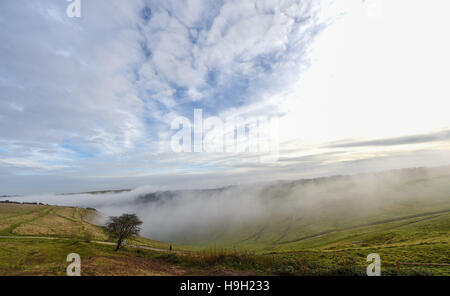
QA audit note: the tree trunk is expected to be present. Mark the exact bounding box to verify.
[115,239,122,252]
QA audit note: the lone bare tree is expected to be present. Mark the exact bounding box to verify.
[106,214,142,251]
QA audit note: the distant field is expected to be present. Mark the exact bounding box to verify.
[0,168,450,276]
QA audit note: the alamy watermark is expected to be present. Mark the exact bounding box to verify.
[171,109,279,162]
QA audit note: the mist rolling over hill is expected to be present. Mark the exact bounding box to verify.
[7,167,450,249]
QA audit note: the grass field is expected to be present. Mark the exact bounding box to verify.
[0,168,450,276]
[0,204,450,275]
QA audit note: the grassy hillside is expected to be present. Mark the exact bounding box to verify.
[0,168,450,276]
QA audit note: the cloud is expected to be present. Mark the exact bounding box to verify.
[329,130,450,148]
[0,0,449,191]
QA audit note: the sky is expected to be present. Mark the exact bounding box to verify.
[0,0,450,195]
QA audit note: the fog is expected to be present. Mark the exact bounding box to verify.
[4,167,450,243]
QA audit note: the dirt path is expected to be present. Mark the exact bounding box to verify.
[0,236,185,255]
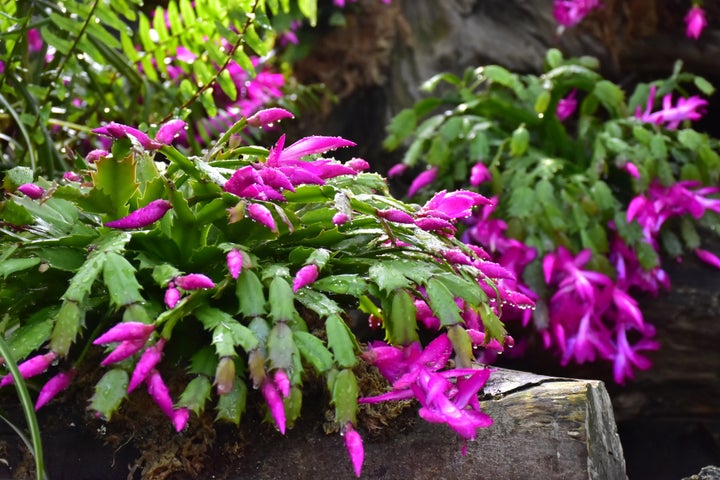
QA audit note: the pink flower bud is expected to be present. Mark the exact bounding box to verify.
[0,351,57,387]
[346,158,370,172]
[247,108,295,127]
[172,407,190,432]
[165,287,182,309]
[226,249,243,280]
[105,199,172,229]
[273,370,290,398]
[247,203,277,232]
[332,212,349,225]
[293,263,318,292]
[128,338,165,393]
[35,369,75,411]
[100,338,147,367]
[63,172,82,182]
[85,148,110,163]
[17,183,45,200]
[260,377,285,435]
[145,369,175,419]
[174,273,215,290]
[93,322,155,345]
[155,119,187,145]
[344,423,365,478]
[408,167,437,197]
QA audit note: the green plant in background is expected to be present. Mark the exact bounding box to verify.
[385,50,720,383]
[0,0,316,176]
[0,109,530,475]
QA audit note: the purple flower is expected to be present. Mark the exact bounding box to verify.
[85,148,110,163]
[377,208,415,225]
[17,183,45,200]
[260,377,285,435]
[171,407,190,432]
[128,338,165,393]
[553,0,600,27]
[343,422,365,478]
[105,199,172,230]
[247,108,295,127]
[358,334,492,439]
[247,203,277,232]
[332,212,349,225]
[555,88,577,122]
[173,273,215,291]
[695,248,720,268]
[226,248,243,280]
[93,322,155,345]
[273,369,290,398]
[635,85,708,130]
[63,172,82,182]
[0,351,57,388]
[408,167,438,197]
[293,263,318,292]
[685,5,707,40]
[145,369,175,420]
[388,163,408,177]
[35,369,75,411]
[165,282,182,309]
[418,190,492,220]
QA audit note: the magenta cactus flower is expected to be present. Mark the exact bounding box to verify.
[225,249,243,280]
[164,282,182,309]
[635,85,708,130]
[171,407,190,432]
[128,338,165,393]
[17,183,45,200]
[145,369,175,420]
[343,422,365,478]
[0,350,57,388]
[555,88,577,122]
[247,108,295,127]
[293,263,318,292]
[35,369,75,411]
[93,322,155,345]
[93,120,186,150]
[260,376,285,435]
[173,273,215,291]
[100,339,147,367]
[105,199,172,230]
[85,148,110,163]
[685,5,707,40]
[553,0,600,27]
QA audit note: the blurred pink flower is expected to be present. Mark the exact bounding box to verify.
[685,5,707,40]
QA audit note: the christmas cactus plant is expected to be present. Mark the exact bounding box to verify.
[0,108,532,474]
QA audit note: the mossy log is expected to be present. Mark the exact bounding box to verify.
[233,369,626,480]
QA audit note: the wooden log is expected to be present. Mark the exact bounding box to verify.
[229,369,626,480]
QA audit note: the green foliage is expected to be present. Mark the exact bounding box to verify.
[0,0,316,177]
[384,50,720,292]
[0,113,505,436]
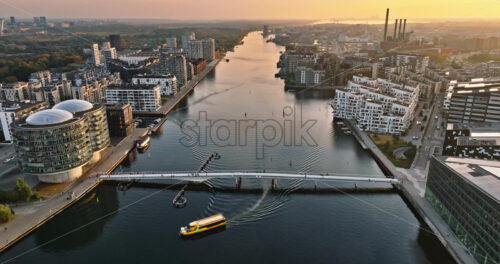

■ **What the exercise asks**: Arrange every line of the records above as a JSON list of strings, one string per line, covering all of the records and omitting blank lines. Leave the pictures out of the answer.

■ **Finished answer**:
[
  "QA audit note: the tree trunk is expected to be present. Mark the exact bounding box to verify.",
  "[115,239,122,252]",
  "QA audit note: the lone bare tree is expected to be present. Mark the exact bounding box to verify.",
  "[106,214,142,251]",
  "QA audit note: the distant field is expected to be present. Mark the exact bounding box to verify.",
  "[0,168,450,276]",
  "QA audit note: the alamy watermark is expected to be present. Mark the exact bounding box to verify.",
  "[171,109,279,162]",
  "QA audit note: the mist rolling over hill is expected to be present. Mark the exact bounding box to verify.",
  "[7,167,450,249]",
  "QA audit note: the grass field is expected to be present. Mark the exact bounding box to verify.",
  "[0,168,450,276]",
  "[0,204,450,275]",
  "QA audit note: the grassy hillside is expected to be present. Mark the exact bounding box to verify.",
  "[0,168,450,276]",
  "QA audit note: the cloud is expected to be present. Mark the exact bounding box to verify.",
  "[329,130,450,148]",
  "[0,0,449,191]",
  "QA audit note: the sky is expected to be present. Mark the exact bounding box to verify.",
  "[0,0,450,195]",
  "QA audit note: the fog is expected to be present. Mark the exact bounding box to verify.",
  "[4,167,450,243]",
  "QA audit note: the dirt path is expected to be present. Mark the exact bounding box to verify.",
  "[0,236,185,255]",
  "QA audit note: the pink flower bud is expected to be present. Mark the exact bounding box to verify.",
  "[0,351,57,387]",
  "[346,158,370,172]",
  "[247,108,295,127]",
  "[172,407,190,432]",
  "[165,287,182,309]",
  "[226,249,243,280]",
  "[105,199,172,229]",
  "[273,370,290,398]",
  "[247,203,277,232]",
  "[332,212,349,225]",
  "[293,263,318,292]",
  "[128,338,165,393]",
  "[35,369,75,411]",
  "[100,338,147,367]",
  "[63,172,82,182]",
  "[85,148,110,163]",
  "[17,183,45,200]",
  "[260,377,285,435]",
  "[145,369,175,419]",
  "[174,273,215,290]",
  "[93,322,155,345]",
  "[155,119,187,145]",
  "[344,423,365,478]",
  "[408,167,437,197]",
  "QA audit note: the green plant in background is expected to be present. Mark the exact bounding box to verify.",
  "[385,50,720,383]",
  "[0,0,316,176]",
  "[0,109,530,475]",
  "QA audit note: the purple flower is expected to be present. Mark the exact bounding box to verify.",
  "[85,148,110,163]",
  "[377,208,415,225]",
  "[17,183,45,200]",
  "[260,377,285,435]",
  "[171,407,190,432]",
  "[128,338,165,393]",
  "[553,0,600,27]",
  "[343,422,365,478]",
  "[105,199,172,230]",
  "[247,108,295,127]",
  "[358,334,492,439]",
  "[247,203,277,232]",
  "[332,212,349,225]",
  "[555,88,577,122]",
  "[173,273,215,291]",
  "[695,248,720,268]",
  "[226,248,243,280]",
  "[93,322,155,345]",
  "[273,369,290,398]",
  "[635,85,708,130]",
  "[63,172,82,182]",
  "[0,351,57,388]",
  "[408,167,438,197]",
  "[293,263,318,292]",
  "[685,5,707,40]",
  "[145,369,175,420]",
  "[388,163,408,177]",
  "[35,369,75,411]",
  "[165,282,182,309]",
  "[418,190,492,220]",
  "QA audit note: the magenta cactus flower is expected to be present. Mark the exact bounding box to verify.",
  "[225,249,243,280]",
  "[164,282,182,309]",
  "[635,85,708,130]",
  "[171,407,190,432]",
  "[128,338,165,393]",
  "[17,183,45,200]",
  "[145,369,175,420]",
  "[343,422,365,478]",
  "[0,350,57,388]",
  "[555,88,577,122]",
  "[247,108,295,127]",
  "[293,263,318,292]",
  "[35,369,75,411]",
  "[93,322,155,345]",
  "[93,120,186,150]",
  "[260,376,285,435]",
  "[173,273,215,291]",
  "[100,339,147,367]",
  "[105,199,172,230]",
  "[85,148,110,163]",
  "[685,5,707,40]",
  "[553,0,600,27]",
  "QA audit note: the blurred pink flower is expected to be present. Mark the exact bounding box to verify.",
  "[685,5,707,40]",
  "QA audit note: the christmas cactus plant is expected to be present. Mark the exact bounding box to verify.",
  "[0,108,532,474]",
  "QA audit note: the mossy log is expected to be present. Mark the exact bounding box to verify.",
  "[233,369,626,480]",
  "QA audit note: the wooden log is expected to be present. Mark the exact bounding box to verify.",
  "[229,369,626,480]",
  "QA audit note: the green foliage is expected to be present. Mark the exact bounding box to verify.",
  "[0,0,316,177]",
  "[384,50,720,292]",
  "[0,113,505,436]"
]